* [Activities]
A. In the portfolio page, which conference was the agent-based dating application project submitted to?
B. Please say whether each statement agrees with the portfolio page, answering yes or no and quoting the deciding words: (i) the cancer classification project uses a sequential neural network; (ii) the student's minor is in Mathematics; (iii) the venue information in the Chicago crimes project came from the Db2 instance.
C. Carry on with the portfolio page from its final sentence.

* [Extract to read]
____
I am a student at George Mason University with a passion for all things data science. Currently pursuing a bachelor's degree in Computational and Data Science with a minor in Biology, my domain interests extend outside the classroom to projects with applications in machine learning, natural language processing, computer vision, and agent-based modeling.
Data analysis and feature engineering are performed on a cancer classification dataset for use with sequential neural network to classify observations as benign or malignant.
Libraries: pandas, matplotlib, scikit-learn, tensorflow.keras, seaborn, numpy
Chicago crimes and census data retrieved from Db2 instance are joined with venue information obtained with Foursquare Places API. The resulting dataset is used to train a K-Means Clustering algorithm to create clusters based on the frequency of venue types in a certain location. The clusters are evaluated to determine which combinations of venues have the highest probability of criminal incidents occuring.
Libraries: SQLAlchemy, numpy, pandas, matplotlib, scikit-learn, folium
Two agent based models are created to simulate agent interactions in dating applications. Each application was created with its own level of multiplicity. The goal of this experiment was to observe agent interactions under differing rulesets. This project was submitted to the SpringSim 2020 Conference and is currently under review for publication in a scientific journal.
____
* [Supplied data]
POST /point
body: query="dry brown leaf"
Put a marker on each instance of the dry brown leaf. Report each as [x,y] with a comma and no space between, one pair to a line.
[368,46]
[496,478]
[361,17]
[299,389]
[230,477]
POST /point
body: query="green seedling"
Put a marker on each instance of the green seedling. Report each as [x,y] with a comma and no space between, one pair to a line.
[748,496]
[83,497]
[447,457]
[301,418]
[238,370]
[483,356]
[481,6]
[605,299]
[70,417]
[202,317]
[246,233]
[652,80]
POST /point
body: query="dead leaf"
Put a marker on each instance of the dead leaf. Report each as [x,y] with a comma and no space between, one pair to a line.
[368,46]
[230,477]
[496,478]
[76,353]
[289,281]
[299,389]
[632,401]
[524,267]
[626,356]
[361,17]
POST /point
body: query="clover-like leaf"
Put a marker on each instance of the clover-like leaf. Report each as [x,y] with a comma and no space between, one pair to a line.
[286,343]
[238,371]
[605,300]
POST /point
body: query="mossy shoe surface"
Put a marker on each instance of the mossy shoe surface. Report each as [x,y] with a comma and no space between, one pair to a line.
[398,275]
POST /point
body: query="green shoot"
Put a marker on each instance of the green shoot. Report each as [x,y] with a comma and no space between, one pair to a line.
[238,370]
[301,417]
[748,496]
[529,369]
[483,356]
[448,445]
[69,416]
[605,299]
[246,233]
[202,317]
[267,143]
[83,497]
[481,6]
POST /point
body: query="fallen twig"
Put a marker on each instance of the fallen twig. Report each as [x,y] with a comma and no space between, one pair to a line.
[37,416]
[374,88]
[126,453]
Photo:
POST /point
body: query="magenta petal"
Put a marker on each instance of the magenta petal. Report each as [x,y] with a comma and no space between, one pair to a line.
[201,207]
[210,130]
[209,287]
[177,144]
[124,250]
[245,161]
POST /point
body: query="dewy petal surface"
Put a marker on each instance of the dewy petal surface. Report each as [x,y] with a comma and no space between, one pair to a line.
____
* [Answers below]
A. The SpringSim 2020 Conference.

B.
(i) Yes: "for use with sequential neural network to classify observations as benign or malignant."
(ii) No: "with a minor in Biology."
(iii) No: "venue information obtained with Foursquare Places API."

C.
Libraries: networkx, numpy, time, random, scipy
Image data provided by Kaggle is used to train a ResNet50 convolutional neural network to predict whether images contained integers 0 through 9. The original dataset was provided in .csv format with coded pixels as columns. I had to covert the instances to images for the CNN to process.
Libraries: fastai, matplotlib, numpy, pandas, python imaging library, os, random
A dataset from Kaggle.com contains twitter posts referring to natural disasters. Also included in the dataset are instances with keywords often associated with natural disasters, but not referring to incidents involving natural disasters. A long short term memory (LSTM) neural network was trained on the dataset to classify instances as actual referrals to natural disasters or posts not referring to natural disasters.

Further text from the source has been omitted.